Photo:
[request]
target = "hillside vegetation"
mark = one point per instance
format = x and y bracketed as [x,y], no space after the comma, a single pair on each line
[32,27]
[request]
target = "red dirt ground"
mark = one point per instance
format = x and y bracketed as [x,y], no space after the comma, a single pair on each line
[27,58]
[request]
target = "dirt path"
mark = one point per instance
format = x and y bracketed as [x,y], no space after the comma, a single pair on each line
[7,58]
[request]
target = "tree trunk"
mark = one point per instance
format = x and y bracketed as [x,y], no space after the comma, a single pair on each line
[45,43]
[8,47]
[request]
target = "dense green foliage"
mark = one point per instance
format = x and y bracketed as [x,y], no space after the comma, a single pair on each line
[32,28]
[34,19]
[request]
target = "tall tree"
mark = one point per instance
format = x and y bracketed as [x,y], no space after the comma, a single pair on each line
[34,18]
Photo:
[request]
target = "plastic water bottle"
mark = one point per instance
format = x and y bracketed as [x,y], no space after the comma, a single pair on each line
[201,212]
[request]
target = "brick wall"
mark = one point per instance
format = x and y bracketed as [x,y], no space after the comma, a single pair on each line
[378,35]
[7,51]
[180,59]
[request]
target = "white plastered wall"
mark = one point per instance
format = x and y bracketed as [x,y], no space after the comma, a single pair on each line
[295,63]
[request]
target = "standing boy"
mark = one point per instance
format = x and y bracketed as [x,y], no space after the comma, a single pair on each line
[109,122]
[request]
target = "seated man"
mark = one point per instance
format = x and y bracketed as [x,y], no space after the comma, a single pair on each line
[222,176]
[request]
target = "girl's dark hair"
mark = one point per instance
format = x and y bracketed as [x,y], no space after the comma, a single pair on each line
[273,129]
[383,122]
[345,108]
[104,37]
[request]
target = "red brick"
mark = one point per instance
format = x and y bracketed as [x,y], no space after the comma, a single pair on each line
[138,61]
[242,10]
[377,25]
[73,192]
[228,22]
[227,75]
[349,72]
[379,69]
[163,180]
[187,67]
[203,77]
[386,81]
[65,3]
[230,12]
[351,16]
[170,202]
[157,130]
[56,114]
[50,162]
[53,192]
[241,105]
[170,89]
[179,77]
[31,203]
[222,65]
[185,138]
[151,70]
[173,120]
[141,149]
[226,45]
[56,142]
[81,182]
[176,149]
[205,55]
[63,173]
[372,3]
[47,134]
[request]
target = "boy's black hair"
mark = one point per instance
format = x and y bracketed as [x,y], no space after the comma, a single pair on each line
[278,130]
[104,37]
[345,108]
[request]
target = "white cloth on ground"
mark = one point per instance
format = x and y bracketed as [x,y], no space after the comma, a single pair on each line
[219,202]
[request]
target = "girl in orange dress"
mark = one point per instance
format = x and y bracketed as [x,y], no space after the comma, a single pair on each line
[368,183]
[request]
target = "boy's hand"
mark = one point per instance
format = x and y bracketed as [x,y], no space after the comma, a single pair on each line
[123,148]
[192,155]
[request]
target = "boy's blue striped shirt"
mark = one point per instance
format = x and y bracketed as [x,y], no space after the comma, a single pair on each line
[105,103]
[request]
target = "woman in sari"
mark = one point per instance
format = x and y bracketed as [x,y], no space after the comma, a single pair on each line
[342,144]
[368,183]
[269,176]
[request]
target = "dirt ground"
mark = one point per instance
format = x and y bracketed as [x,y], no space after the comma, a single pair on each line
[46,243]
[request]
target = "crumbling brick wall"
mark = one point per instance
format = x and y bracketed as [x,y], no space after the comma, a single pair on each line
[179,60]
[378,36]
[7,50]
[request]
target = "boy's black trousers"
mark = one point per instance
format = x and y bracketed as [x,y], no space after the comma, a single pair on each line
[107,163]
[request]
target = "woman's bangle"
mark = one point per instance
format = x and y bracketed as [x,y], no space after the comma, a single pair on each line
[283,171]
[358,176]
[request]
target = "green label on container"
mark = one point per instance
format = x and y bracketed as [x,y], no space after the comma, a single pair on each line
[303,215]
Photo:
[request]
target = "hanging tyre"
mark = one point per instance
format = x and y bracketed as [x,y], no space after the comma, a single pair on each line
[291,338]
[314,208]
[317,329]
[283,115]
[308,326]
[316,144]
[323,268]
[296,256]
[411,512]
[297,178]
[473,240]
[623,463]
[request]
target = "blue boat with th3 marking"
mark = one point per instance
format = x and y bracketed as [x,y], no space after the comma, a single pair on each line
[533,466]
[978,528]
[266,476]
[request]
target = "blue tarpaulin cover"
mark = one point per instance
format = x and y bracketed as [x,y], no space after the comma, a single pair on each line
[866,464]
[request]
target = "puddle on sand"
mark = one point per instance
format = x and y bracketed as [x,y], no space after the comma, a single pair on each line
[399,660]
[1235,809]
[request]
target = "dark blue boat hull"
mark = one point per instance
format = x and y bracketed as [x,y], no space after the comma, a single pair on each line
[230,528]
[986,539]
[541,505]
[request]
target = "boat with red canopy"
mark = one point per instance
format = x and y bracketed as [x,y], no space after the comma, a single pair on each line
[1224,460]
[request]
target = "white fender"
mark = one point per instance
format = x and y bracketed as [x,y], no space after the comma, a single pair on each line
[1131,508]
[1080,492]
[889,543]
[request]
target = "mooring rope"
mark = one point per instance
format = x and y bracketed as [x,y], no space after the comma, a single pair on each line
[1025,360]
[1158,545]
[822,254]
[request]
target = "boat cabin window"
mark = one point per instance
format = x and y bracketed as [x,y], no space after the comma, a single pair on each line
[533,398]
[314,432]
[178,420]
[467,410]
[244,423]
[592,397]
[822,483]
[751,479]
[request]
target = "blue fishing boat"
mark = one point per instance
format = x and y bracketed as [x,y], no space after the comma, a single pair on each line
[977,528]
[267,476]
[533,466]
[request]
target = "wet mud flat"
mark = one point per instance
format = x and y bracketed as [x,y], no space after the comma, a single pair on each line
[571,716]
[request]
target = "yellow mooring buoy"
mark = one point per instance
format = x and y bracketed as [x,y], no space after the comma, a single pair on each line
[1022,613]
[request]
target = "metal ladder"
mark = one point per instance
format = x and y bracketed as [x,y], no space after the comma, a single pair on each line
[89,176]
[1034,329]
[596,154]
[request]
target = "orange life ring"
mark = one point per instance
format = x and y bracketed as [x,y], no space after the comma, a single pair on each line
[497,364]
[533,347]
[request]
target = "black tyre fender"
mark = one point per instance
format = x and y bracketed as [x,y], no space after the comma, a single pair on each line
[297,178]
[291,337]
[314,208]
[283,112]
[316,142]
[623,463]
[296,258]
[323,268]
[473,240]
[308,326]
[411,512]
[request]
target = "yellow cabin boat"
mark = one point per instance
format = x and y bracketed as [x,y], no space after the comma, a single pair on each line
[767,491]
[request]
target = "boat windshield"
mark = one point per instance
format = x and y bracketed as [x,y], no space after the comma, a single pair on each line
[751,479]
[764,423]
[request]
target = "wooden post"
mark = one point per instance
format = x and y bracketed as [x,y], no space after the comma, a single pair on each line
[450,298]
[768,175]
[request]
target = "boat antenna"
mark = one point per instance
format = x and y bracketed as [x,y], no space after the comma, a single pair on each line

# Problem:
From the records above, extract every line exactly as it stands.

# Correct answer:
Photo:
[request]
target = "hillside vegetation"
mark = one point per instance
format = x and y bracketed as [x,y], no space after the comma, a single pair on each line
[32,27]
[request]
target = "red dirt ground"
mark = one point per instance
format = x and y bracketed as [x,y], no space after the comma, a single pair on each line
[27,58]
[request]
target = "dirt path"
mark = one point per instance
format = x and y bracketed as [x,y], no space after the comma, a single pair on each line
[7,58]
[request]
target = "tree trunk"
mark = one point per instance
format = x and y bracketed as [x,y], no space after the comma, a single pair on each line
[45,43]
[8,47]
[request]
target = "dense green foliage"
mark = one point per instance
format = x and y bracketed as [x,y], no space after the comma, a single pair on each line
[32,28]
[34,19]
[request]
target = "tall tree"
mark = one point per instance
format = x and y bracketed as [x,y], no space after the comma, a single pair on each line
[34,18]
Photo:
[request]
target = "plastic water bottle"
mark = one point per instance
format = x and y bracketed as [x,y], no space after the comma, a single pair on each line
[201,212]
[request]
target = "brick wall"
mark = one point per instance
format = x and y bracketed as [x,y], no space after the comma, a single pair on each line
[378,35]
[7,51]
[180,59]
[request]
target = "white plastered wall"
mark = one point per instance
format = x and y bracketed as [x,y], no space after the comma, a single pair on each line
[295,63]
[request]
target = "standing boy"
mark = one point per instance
format = x and y bracketed as [x,y], no space after the comma, a single pair on each line
[109,122]
[request]
target = "seated man"
mark = one point per instance
format = x and y bracketed as [x,y], no space after the comma, a single pair on each line
[222,176]
[request]
target = "girl's dark hair"
mark = one point per instance
format = x and y bracketed as [x,y], no space after the comma, a single pair on each line
[273,129]
[383,122]
[345,108]
[104,37]
[request]
target = "red brick"
mark = one point per instance
format = x and y bracketed as [x,y], no space after the comma, a single pair on each line
[138,61]
[242,10]
[377,25]
[73,192]
[228,22]
[227,75]
[349,72]
[379,69]
[163,180]
[187,67]
[203,77]
[386,81]
[65,3]
[230,12]
[351,16]
[170,202]
[157,130]
[56,114]
[50,162]
[53,192]
[241,105]
[170,89]
[179,77]
[31,203]
[222,65]
[185,138]
[151,70]
[173,120]
[141,149]
[226,45]
[56,142]
[81,182]
[176,149]
[205,55]
[63,173]
[372,3]
[47,134]
[request]
target = "boy's black hair"
mark = one point per instance
format = x and y bracketed as [x,y], no space after the comma, a single pair on each line
[278,130]
[104,37]
[345,108]
[request]
target = "white cloth on ground"
mark = one point per instance
format = x and y bracketed as [x,y], no space after the comma, a single pair on each line
[219,202]
[request]
target = "girl in orange dress"
mark = one point per instance
format = x and y bracketed as [x,y], no space after the comma, a single pair on each line
[368,183]
[request]
target = "boy's hand"
mark = one point per instance
format = x and y bracketed as [x,y], no space after the comma, a single pair on each line
[123,148]
[192,155]
[request]
target = "boy's blue striped shirt"
mark = one point per instance
format = x and y bracketed as [x,y], no space after the comma, a single pair on each line
[105,103]
[request]
target = "woman in sari"
mark = one point per instance
format = x and y bracketed as [x,y], no space after the comma, a single pair on each line
[342,144]
[368,183]
[269,176]
[request]
target = "dirt ground"
mark = one point per instance
format = x and y bracketed as [x,y], no space after the comma, a single pair on each line
[46,243]
[request]
target = "crumbling brick wall"
mark = one point per instance
format = x and y bracketed as [x,y], no space after the comma, a single pair on each line
[179,60]
[378,36]
[7,50]
[request]
target = "boy's black trousers"
mark = one point per instance
format = x and y bracketed as [x,y], no space after the comma, a single pair on each line
[107,163]
[request]
target = "woman's bangle"
mark = one point per instance
format = x and y bracketed as [x,y], no space after the comma, a single pair on each line
[283,171]
[358,176]
[request]
target = "green label on container"
mark = one point per instance
format = x and y bracketed as [x,y], no space after the comma, a single pair on each line
[303,215]
Photo:
[request]
target = "hanging tyre"
mark = one point per instance
format = x and y bracketed as [x,y], no space after the comma, a single pair on each line
[291,338]
[314,208]
[317,329]
[283,115]
[308,326]
[316,144]
[323,268]
[296,256]
[411,512]
[297,178]
[473,240]
[623,463]
[request]
target = "blue boat with th3 marking"
mark = one point per instance
format = x and y bracketed as [x,y], no space after the comma, a single pair on each line
[533,466]
[978,528]
[266,476]
[request]
target = "blue tarpaulin cover"
mark = one point per instance
format = x and y bracketed as [x,y], no space after the comma, a single pair on each line
[866,464]
[request]
target = "puddle on sand"
mark = one point per instance
format = x and y bracketed as [x,y], no space after the comma, a single pair on each line
[399,660]
[1235,809]
[request]
target = "dark blue boat hull"
mark = one point per instance
format = x and y bracketed as [x,y], no space after the comma, a single pair on each line
[230,528]
[986,539]
[541,505]
[request]
target = "boat with red canopy"
mark = one point per instance
format = x and y bracketed as [x,y], no space after the comma, a single pair on each line
[1224,460]
[request]
target = "white fender"
mark = one point per instance
format = x and y bracketed as [x,y], no space after the comma, a single pair on each line
[1131,508]
[1080,492]
[889,543]
[request]
target = "mooring rope"
mark = one point per instance
format = x and y bracketed as [x,y], no space after the comma, a single pair on each line
[1025,360]
[1158,545]
[822,254]
[request]
target = "boat cabin window"
mark = one point per instance
format = x and y bracketed as [x,y], no space after the comma, a single pair on each line
[533,398]
[314,432]
[178,420]
[467,410]
[244,423]
[592,397]
[822,483]
[751,479]
[request]
target = "blue fishing boat"
mark = one point per instance
format = x and y bracketed as [x,y], no space after the comma, a single pair on each line
[977,528]
[267,476]
[533,466]
[request]
target = "wet mud flat"
mark = one point per instance
format = x and y bracketed as [x,y], no space after the comma, a single pair on each line
[571,716]
[request]
target = "yellow mooring buoy"
mark = one point per instance
format = x and y bracketed as [x,y], no space after the comma, a single pair on each line
[1022,613]
[request]
target = "metal ladder"
mark = one point per instance
format = x and y bracketed as [x,y], no space after the comma, a single pair on each line
[89,176]
[1034,329]
[596,154]
[request]
target = "orange life ring"
mark = one point per instance
format = x and y bracketed as [x,y], no space after the comma, a single pair on each line
[497,364]
[533,347]
[request]
target = "black tyre fender"
mark = one point per instance
format = x and y bracketed as [x,y], no space after the comma, a single pair on each line
[297,178]
[291,337]
[314,208]
[283,112]
[316,142]
[623,463]
[296,258]
[323,268]
[473,240]
[308,326]
[411,512]
[request]
target = "yellow cabin boat"
mark = one point per instance
format = x and y bracketed as [x,y], no space after the comma, a single pair on each line
[767,491]
[request]
target = "boat windshield"
mark = one point per instance
format = x and y bracketed as [x,y], no space after the comma, a single pair on each line
[751,479]
[764,423]
[request]
target = "wooden post"
mark = one point per instance
format = x and y bracketed as [x,y], no space after the comma, a single pair on each line
[450,298]
[768,175]
[request]
target = "boat antenna"
mark = one point per instance
format = x and y bracketed as [x,y], no space after the comma, a single pair on each line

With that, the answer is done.